*本文*:
交響曲第7番ホ長調
朝比奈隆指揮大阪フィルハーモニー交響楽団
75/10/12
Victor VDC-1214

 あるディスク評サイトには「1987年にリリースされたCDが、いまだに再プレスされて販売されていること自体が奇跡」とある。確かにビクター音楽産業のディスクは、「VICC」の品ですら入手困難となったものが多いのに、それ以前の「VDC」シリーズが発売後十数年間もそのままの番号で現役盤だったというのは驚きである。(ちなみに、初発はVDC-511だったらしいが、さすがにそれはネットオークションでも見たことがない。)長きにわたってコンスタントに売れ続けたからこそ、廉価再発盤を出す必要がなかったということだ。業者はセコいといえばセコいが、これは十分称賛に値すると思う。余談だが、ヴァントのブルックナーでは88年録音の6番NDR旧盤(R32C-1183)が初発以来一度も再発されていないが、こちらはとっくに生産中止(選集でのみ入手可能)となっており、その次に古いのは92年録音の3番NDR盤(BVCC-605)のようである。まだ現役を続行しているのだろうか?
 さて、目次ページに書いたように、当盤は朝比奈のブルックナーとして私が最初に買ったディスクである。hmv.co.jpで15%引きだった。(大学生協に注文しても同じ値段で買えたが、通販サイトのポイント、クレジットカードのポイント、そしてGポイントが加算されるので、そうした方がかなり得だったのだ。2500円以上ということで送料も無料だったし。)よくは知らないが、再販制度による2年間の価格維持期限がとっくに切れていたので、値引きして売っていたのであろう。私が買ってから少なくともしばらくの間は現役だったはずだが、今はどうか知らない。そういえば、先日ヤフオクで「3500円即決」として出品されていたから、あるいは入手困難となりつつあるのかもしれない。当盤の購入を検討されているなら、すぐにでも確保されるべきであろう。(ちなみに、キャニオンの廉価盤も通販サイトから次々と姿を消しているようである。)
 まず録音は非常に優秀である。教会録音のため残響はやや多目であるが、ライヴの雰囲気はタップリで満足できる。演奏も第1楽章途中までは良い。多少の傷はあっても、粗探しをしない限り気にならないレベルである。無茶なテンポ揺さぶりもやらない。ブルックナーでは、特にこの7番では重要なことである。と思っていたら、終盤に入った18分20秒過ぎに事件は起こった。突如脱力したかのような減速。そしてコーダはさらに遅くなる。鈴木淳史が「朝比奈とは、へたなブルックナーという意味だ」に「テンポをとんでもない遅さに設定する」と述べていたが、この頃からそれをやっていたとは! アンサンブルがユルユルで聴くに堪えないが、それ以前の問題である。(ちなみに鈴木は「遅いだけでなんの音楽的広がりも感じさせることはない」とも書いているが、合奏さえちゃんとしていれば私は「広がり」を感じることもできる。ただし、ここでは不快感が全てを支配しているため、どうあがいてもダメである。)コーダは番外編に相当するため別テンポでも許されるとはいいながらも、主部の基本テンポからあまりに逸脱しすぎではないか?(「構造主義者」ヴァントなら、「楽章の統一感を維持するため、コーダのテンポは主部のプラスマイナス○%以内とする」のような厳格な規準を持っていたかもしれない。)このテンポでコーダを振るのであれば、それ以前をもっと遅くしなければどうにもなるまい。そして、トラックタイムはチェリビダッケのように少なくとも25分以上になっていたはずである。

*データ*:
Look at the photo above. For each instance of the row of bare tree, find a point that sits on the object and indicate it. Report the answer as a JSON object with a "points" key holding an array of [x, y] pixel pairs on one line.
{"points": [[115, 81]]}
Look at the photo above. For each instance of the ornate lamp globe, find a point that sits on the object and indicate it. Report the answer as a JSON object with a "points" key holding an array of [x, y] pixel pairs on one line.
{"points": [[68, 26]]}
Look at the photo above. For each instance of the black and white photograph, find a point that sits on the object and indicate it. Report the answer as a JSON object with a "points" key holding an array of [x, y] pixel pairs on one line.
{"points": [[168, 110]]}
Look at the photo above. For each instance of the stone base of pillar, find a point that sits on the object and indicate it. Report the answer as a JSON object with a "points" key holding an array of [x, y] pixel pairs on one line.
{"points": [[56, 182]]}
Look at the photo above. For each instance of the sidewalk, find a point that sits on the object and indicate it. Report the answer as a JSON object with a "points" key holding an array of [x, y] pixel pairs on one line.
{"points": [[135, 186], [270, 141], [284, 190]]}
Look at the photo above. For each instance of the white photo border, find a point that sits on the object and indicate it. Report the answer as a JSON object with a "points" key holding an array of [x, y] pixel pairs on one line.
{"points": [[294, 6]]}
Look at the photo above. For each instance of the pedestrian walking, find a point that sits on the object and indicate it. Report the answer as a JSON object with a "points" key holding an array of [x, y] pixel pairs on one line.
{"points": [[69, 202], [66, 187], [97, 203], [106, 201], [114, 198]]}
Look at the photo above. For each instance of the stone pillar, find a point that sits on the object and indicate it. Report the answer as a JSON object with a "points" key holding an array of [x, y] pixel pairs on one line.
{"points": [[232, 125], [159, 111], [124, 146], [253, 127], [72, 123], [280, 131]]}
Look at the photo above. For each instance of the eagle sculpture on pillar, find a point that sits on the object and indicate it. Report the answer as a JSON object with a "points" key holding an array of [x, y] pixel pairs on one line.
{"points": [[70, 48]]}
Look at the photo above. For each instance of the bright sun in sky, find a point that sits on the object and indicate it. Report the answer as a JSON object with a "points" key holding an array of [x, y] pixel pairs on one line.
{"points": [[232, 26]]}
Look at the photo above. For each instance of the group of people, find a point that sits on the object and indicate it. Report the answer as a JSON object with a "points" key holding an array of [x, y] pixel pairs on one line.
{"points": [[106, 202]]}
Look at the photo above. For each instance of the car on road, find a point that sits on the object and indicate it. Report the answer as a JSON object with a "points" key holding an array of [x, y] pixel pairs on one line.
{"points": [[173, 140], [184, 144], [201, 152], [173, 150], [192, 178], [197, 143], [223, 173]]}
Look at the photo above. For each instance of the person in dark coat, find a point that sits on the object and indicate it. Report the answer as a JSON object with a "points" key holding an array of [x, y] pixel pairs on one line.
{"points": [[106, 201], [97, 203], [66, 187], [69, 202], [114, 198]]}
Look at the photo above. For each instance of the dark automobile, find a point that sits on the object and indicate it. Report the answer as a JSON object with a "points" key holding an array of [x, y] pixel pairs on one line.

*指示 1*: データの行のうち、文字列「white」を含む行をすべて絞り込んで写すこと。大文字と小文字は区別する。
*指示 2*: 朝比奈隆指揮によるブルックナー交響曲第7番のディスク評を、最後の文の後から書き進めること。

*解答 1*:
Look at the photo above. For each instance of the black and white photograph, find a point that sits on the object and indicate it. Report the answer as a JSON object with a "points" key holding an array of [x, y] pixel pairs on one line.
Look at the photo above. For each instance of the white photo border, find a point that sits on the object and indicate it. Report the answer as a JSON object with a "points" key holding an array of [x, y] pixel pairs on one line.

*解答 2*:
 アダージョも同様である。ここまで遅いテンポを設定したのなら、やはりチェリ&BPO盤のように30分近く要するネットリ演奏になって然るべきだが、実際には25分しかかかっていない。テンポ設定がヘンなのである。10分22秒から「禁忌」のアッチェレランドをかけ始め、続くハ長調の部分がスタスタと通り過ぎてしまうのには呆れてしまった。フルトヴェングラーのブルックナー演奏に対して、常にこういういうやり方を批判してきた宇野功芳は、これに対して何か言うことはないのだろうか? と思っていたら、解説でこんなことを書いていた。

 つづくアダージョは遅いテンポを主体とするが、だれそうな
 ところは巧みなアッチェレランドでかわす。

私にいわせれば、たった一言で終わりである。「弛緩するような基本テンポを設定する方がわるい(以下略)」もしこんな小細工をカラヤンがやっていたとしたら、彼はこのように酷評していたに違いないのだ。

 だれそうなところをアッチェレランドでかわそうとしているが、
 いかにも小賢しいというべき皮相的な表現であり、指揮者の底
 の浅さを見事なまでに示しているといえよう。

あるいは「芸術家の格」や「きれいごと」も使われていたかもしれない。楽章の後半に大きくリタルダンドをかけるのも、「今までに聞き得た最高の名解釈の一つ」なのだというが、それも私にとっては「今までに目にし得た最低のダブル・スタンダードの一つ」に過ぎない。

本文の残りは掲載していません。